**What is needed**
Reproduce every line of the material below, requests included, but shift each coordinate in the answers by adding -144 to it. Leave the pictures out.

* begin Records *

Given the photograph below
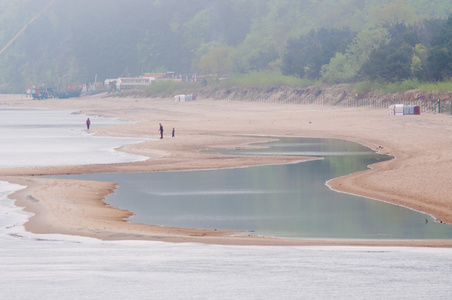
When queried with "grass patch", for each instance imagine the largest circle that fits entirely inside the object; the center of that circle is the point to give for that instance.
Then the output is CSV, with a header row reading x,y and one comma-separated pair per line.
x,y
260,80
436,86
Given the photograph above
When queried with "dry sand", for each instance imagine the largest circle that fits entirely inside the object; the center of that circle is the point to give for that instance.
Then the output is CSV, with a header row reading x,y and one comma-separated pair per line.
x,y
419,177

* end Records *

**Written reply**
Given the photograph below
When queried with "grass patch", for each instance imagine the largest circle that fits entirely inside the object; the center of that circle is the point to give for that instance.
Then the output is CSV, with a header row reading x,y and one comma-separated pair per line.
x,y
116,-64
292,-58
Given the photograph above
When queried with "dry sand", for each instance imagine the largest circle that fits entirely inside the object; the center of that circle is the point to give for that instance.
Then the output is CSV, with a header row reading x,y and one comma-separated pair per line.
x,y
275,33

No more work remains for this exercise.